-------- RECORDS FOR THE EXERCISE
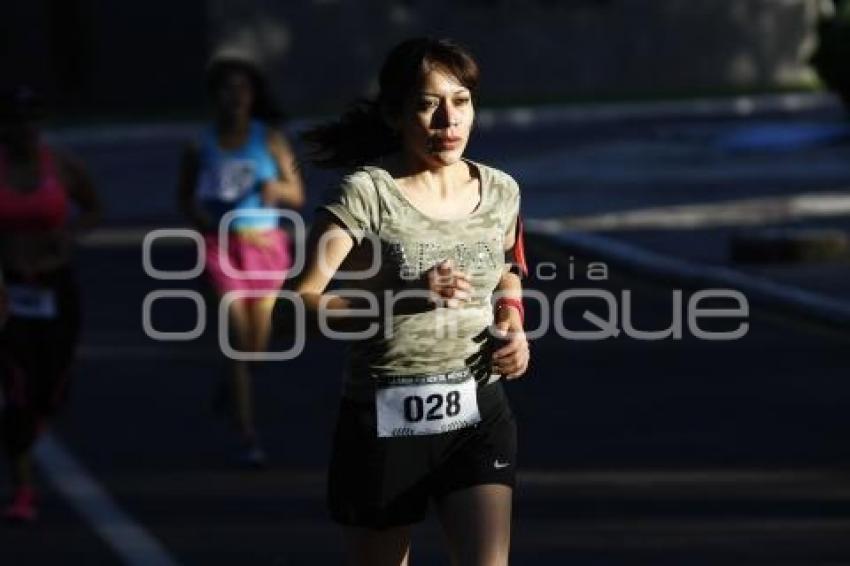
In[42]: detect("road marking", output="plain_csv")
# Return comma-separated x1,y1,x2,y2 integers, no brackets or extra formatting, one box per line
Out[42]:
34,433,179,566
526,193,850,232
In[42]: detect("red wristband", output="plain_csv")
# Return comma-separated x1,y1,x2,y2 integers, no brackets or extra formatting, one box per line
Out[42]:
496,297,525,324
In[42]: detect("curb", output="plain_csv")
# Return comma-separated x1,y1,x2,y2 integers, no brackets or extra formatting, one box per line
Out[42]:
526,226,850,331
46,92,842,144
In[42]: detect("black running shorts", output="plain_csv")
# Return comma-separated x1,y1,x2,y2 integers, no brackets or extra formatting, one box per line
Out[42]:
328,382,516,529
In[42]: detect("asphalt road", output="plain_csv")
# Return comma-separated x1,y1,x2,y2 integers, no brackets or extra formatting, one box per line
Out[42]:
0,112,850,566
0,237,850,566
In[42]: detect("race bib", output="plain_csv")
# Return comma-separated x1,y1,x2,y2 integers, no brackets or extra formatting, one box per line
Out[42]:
375,373,481,437
6,285,57,319
198,159,257,202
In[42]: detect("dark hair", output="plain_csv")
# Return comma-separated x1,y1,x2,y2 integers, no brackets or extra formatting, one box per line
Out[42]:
0,85,45,123
301,37,478,167
207,57,285,123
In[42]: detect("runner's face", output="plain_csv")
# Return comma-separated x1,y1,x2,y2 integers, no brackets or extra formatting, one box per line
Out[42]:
217,71,254,122
399,69,475,168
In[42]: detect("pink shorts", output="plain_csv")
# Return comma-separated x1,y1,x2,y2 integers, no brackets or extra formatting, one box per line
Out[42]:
204,229,292,299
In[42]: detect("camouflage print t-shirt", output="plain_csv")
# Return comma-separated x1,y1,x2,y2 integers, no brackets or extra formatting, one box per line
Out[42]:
322,161,519,399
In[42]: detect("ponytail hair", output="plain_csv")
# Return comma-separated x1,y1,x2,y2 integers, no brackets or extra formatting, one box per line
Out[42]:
301,37,479,168
206,56,286,126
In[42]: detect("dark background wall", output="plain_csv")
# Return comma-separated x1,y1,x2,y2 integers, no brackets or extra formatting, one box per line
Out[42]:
0,0,820,120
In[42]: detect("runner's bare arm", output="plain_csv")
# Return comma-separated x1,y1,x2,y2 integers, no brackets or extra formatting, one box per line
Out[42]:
263,129,304,208
272,214,365,336
486,226,530,379
56,153,102,233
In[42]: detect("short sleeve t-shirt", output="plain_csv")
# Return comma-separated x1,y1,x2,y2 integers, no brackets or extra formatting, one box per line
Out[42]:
321,161,520,399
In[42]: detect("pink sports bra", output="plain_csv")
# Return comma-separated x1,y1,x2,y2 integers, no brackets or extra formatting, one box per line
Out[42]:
0,150,68,232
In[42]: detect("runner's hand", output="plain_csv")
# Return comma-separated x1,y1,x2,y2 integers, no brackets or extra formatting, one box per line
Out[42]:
425,260,472,309
493,308,531,379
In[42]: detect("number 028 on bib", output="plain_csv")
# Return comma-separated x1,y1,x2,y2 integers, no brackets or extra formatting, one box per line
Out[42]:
375,379,481,437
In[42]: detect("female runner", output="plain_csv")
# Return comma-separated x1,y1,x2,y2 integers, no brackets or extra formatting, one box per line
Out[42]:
179,57,304,466
0,87,100,521
274,38,529,566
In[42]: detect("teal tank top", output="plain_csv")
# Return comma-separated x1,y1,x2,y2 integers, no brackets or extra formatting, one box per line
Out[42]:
195,120,279,231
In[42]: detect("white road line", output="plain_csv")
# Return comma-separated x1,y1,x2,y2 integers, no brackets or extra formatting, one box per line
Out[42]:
34,433,179,566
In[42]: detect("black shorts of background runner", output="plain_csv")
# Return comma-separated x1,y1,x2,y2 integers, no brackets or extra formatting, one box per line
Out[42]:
0,267,80,456
328,382,517,529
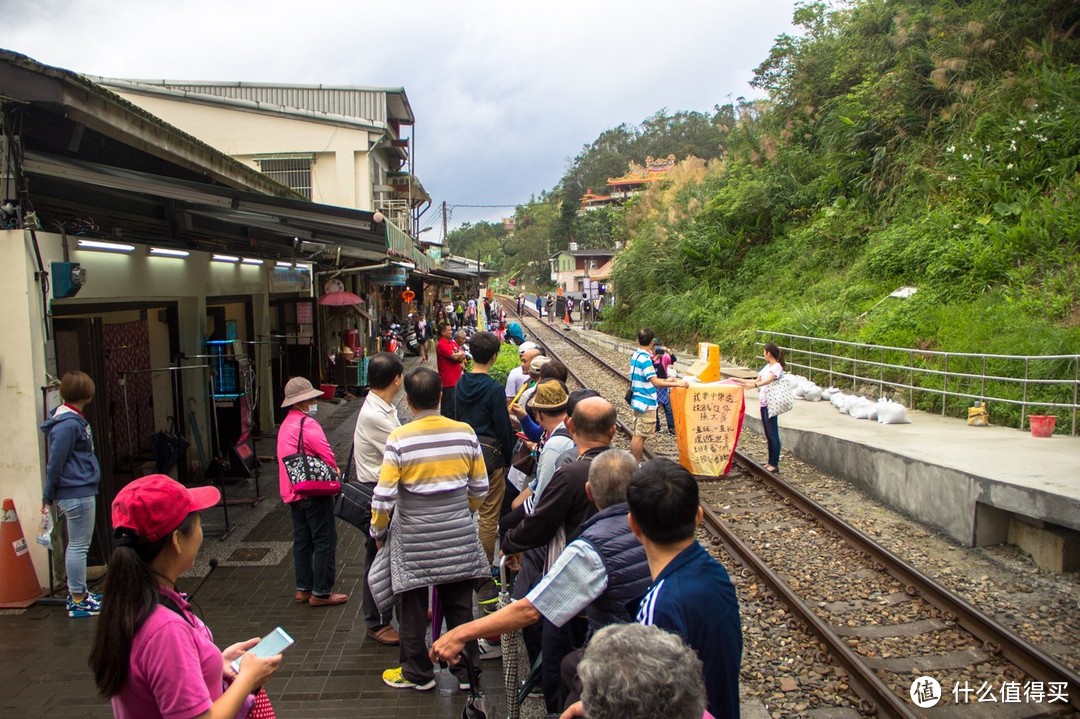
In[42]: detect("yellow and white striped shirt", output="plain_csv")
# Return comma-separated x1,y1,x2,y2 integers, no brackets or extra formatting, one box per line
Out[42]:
372,410,487,538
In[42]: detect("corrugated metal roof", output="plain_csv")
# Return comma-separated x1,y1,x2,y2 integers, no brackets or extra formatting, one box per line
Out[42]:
103,79,415,124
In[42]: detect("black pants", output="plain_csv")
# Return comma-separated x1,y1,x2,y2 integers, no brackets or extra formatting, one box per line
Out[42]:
540,616,589,714
438,386,458,420
397,580,480,684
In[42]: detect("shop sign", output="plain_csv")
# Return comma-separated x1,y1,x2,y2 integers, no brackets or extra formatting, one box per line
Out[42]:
270,267,311,293
370,267,408,287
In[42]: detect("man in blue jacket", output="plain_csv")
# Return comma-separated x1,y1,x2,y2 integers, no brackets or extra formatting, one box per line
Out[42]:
626,459,742,719
41,370,102,619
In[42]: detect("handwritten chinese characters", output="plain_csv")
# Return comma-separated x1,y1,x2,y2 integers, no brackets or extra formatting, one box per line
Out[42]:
672,383,745,476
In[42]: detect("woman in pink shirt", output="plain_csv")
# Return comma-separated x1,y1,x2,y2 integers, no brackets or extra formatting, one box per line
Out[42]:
90,474,281,719
278,377,349,607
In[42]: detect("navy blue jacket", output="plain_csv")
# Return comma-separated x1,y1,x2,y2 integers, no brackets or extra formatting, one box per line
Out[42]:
637,542,742,719
41,405,102,504
578,502,652,633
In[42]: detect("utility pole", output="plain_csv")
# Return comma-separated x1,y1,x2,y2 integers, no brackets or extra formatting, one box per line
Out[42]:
443,200,450,246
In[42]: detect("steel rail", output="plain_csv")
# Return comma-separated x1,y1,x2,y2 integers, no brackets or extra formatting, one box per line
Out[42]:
----------------
STATED PROBLEM
Pull every line of the items above into your answer, word for word, and leave out the pictures.

CORRECT OUTPUT
In[42]: detect("road marking", output="plain_csv")
# Return comma-separated x1,y1,x2,y2 integers, no brackets or extra formatting, one box per line
Out[42]:
34,433,179,566
526,193,850,232
In[42]: detect("red wristband", output="plain_csv")
# Return comma-separated x1,y1,x2,y2 integers, no brackets or extra formatting, one box per line
Out[42]:
496,297,525,324
In[42]: detect("curb", output="plain_csv")
# Return comma-separated x1,y1,x2,y2 integers, no brackets or extra formatting, one box per line
Out[42]:
526,226,850,331
46,92,842,144
In[42]: detect("black running shorts", output="plain_csv")
# Return comma-separated x1,y1,x2,y2 integers, no brackets or extra formatting, one box per line
Out[42]:
328,382,516,529
In[42]: detect("asphalt road", output="plain_csv")
# Return comma-separated x1,y1,x2,y2 integers, no brackets or extra formatting, one box per line
Out[42]:
0,112,850,566
0,237,850,566
In[42]: detect("race bib", output="plain_csv")
# Return comma-separated x1,y1,x2,y2 integers, no brackets or extra formatting, one box per line
Out[42]:
375,373,481,437
6,285,57,319
198,159,257,202
In[42]: detect("dark hair", output="plain_csv")
# Return comma-separated x1,y1,x2,y2 integers, no brackets or extra formatting, one box per line
Out[42]:
0,85,45,123
301,37,478,167
207,57,285,123
In[42]: detect("runner's face", output="plain_csv")
# Return comma-separated x1,y1,x2,y2 integers, no brackets or extra formatting, one box per line
Out[42]:
217,71,254,122
399,69,475,168
In[42]: detect("pink shorts", output="plain_csv")
# Return comma-separated x1,y1,x2,y2 integers, no brackets or extra formatting, one box per line
Out[42]:
204,229,292,299
In[42]: detect("camouflage print t-shirt", output="plain_csv")
# Return comma-separated x1,y1,x2,y2 integers, no brackets or extra formatting, one box per line
Out[42]:
322,161,519,399
In[42]: detect("ponytail hair", output="plain_csv")
# Return comma-separated x1,y1,x2,y2 integers, no brackets or extra formatting, one box per line
Out[42]:
301,37,479,168
206,56,286,126
In[42]: detect("dark background wall", output="plain_csv")
# Return comma-separated x1,y1,x2,y2 integers, no brackets or extra formatting, one box per line
Out[42]:
0,0,820,120
In[42]: detect("runner's bare arm", output="plain_csv")
# Return comma-separated x1,y1,x2,y2 integers, no brackets or extra formatting, one box per line
Out[42]:
263,129,304,208
272,214,365,336
486,226,530,379
56,153,102,233
In[42]: detect("short sleeve t-shirt", output="plain_csv")
# Return comma-separated x1,y1,x2,y2 integers, no brackets or extra formatting, one box per line
Out[42]:
321,161,520,399
In[42]: detect("pink sports bra", output="plain_csv")
# Return comma-separated x1,y1,x2,y2 integers, no brackets or extra formatting, one box per line
Out[42]:
0,150,68,232
In[42]: detect("runner's hand", output="plain_csv")
# Return comma-separated x1,y1,x2,y2 integers, no brackets or extra formatting, one box per line
Out[42]:
425,260,472,309
493,308,531,379
In[42]: detect("number 028 on bib", output="plain_csv")
# Return comma-separated x1,y1,x2,y2 integers, no brackets or extra formatting, one box per line
Out[42]:
375,379,481,437
In[42]: detect("female runner", output="plain_csv")
# Return comma-separated x1,y1,x2,y2 integers, no brackets or extra formatting, one box per line
Out[42]:
179,57,304,466
0,87,100,521
274,38,529,566
In[42]: detect("teal tank top", output="plain_csv")
# Return comma-separated x1,y1,x2,y2 integers, no brackets or extra formatting, one box per line
Out[42]:
195,120,279,231
In[42]: detect("white road line", output="plain_csv")
# Return comma-separated x1,y1,x2,y2 integers, no brackets or extra formatting, one box per line
Out[42]:
34,433,179,566
In[42]: detect("black shorts of background runner", output="plain_csv")
# Return comma-separated x1,y1,x2,y2 integers, no brackets or extra formatting, one box per line
Out[42]:
0,267,80,456
328,382,517,529
In[42]: detect("yellow and white striped shirt", output="plain_csv")
# Return comma-separated x1,y1,x2,y2 integers, no brackets or extra formatting, one box per line
Out[42]:
372,410,487,538
In[42]: detect("corrugated metal roof", output="plain_csv")
# Return comma-separated x1,y1,x2,y2 integers, no brackets or extra formatting, one box per line
Out[42]:
103,79,415,124
In[42]: detect("black pants", output="plain_csv")
# Return comma-separated x1,y1,x2,y2 integers, no brackets or extra formatting, one box per line
Out[42]:
540,616,589,714
438,386,458,420
397,580,480,684
In[42]: detect("shop sign", output="plain_csv")
# Return comma-separated x1,y1,x2,y2 integers, no brackets or extra formatting, one box per line
Out[42]:
270,267,311,293
370,267,408,287
In[42]: detect("man in blue jacket", output="plain_csv")
# Return comma-separated x1,y1,x2,y2 integers, no brackets or extra formatting, one box per line
Out[42]:
626,459,742,719
41,370,102,619
In[42]: detect("handwritten chinese characters", output="plain_csv")
# Return comma-separated x1,y1,x2,y2 integers, no brackets or extra formatting, one box per line
Out[42]:
672,383,745,476
In[42]: detect("woman in pink shirt", output="plain_csv")
# Return comma-separated x1,y1,x2,y2 integers, no brackets or extra formatting, one box per line
Out[42]:
90,474,281,719
278,377,349,607
In[42]: detect("navy blue jacket", output="plain_csv")
# Return comma-separated x1,y1,x2,y2 integers, no brackets or extra formatting, one box per line
Out[42]:
637,542,742,719
41,405,102,504
578,502,652,633
In[42]: detect("utility pole", output="plain_csv")
# Return comma-separated x1,y1,x2,y2 integers, no brackets or extra formatting, one box per line
Out[42]:
443,200,450,246
In[42]: detect("steel rail", output="plain_csv")
# Return comma-separated x1,y1,x2,y2 integers, no brackets or extra formatting, one box per line
Out[42]:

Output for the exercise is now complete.